WHAT TO WORK ON: Update the items below so that "closet hanging rod" becomes "wardrobe rail" wherever it occurs, leaving everything else unchanged. Omit the pictures from your answer.
[START SOURCE DATA]
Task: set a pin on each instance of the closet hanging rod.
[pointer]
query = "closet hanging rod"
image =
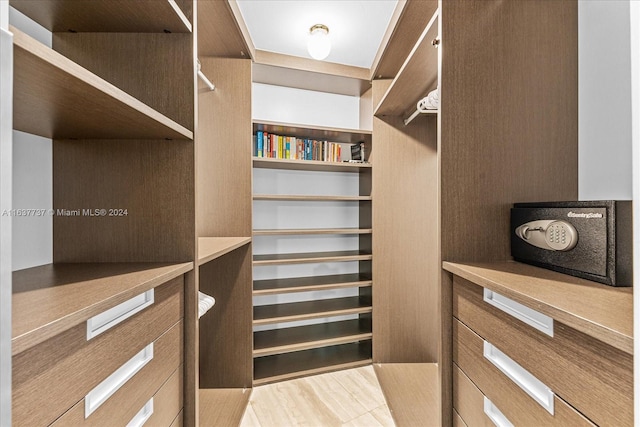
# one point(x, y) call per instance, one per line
point(416, 113)
point(204, 78)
[END SOURCE DATA]
RESPONSE TO THIS EXERCISE:
Task: set a pin on each instance of the wardrobe rail.
[pointer]
query = "wardrobe rail"
image =
# one point(x, y) call per instance, one per line
point(416, 113)
point(204, 78)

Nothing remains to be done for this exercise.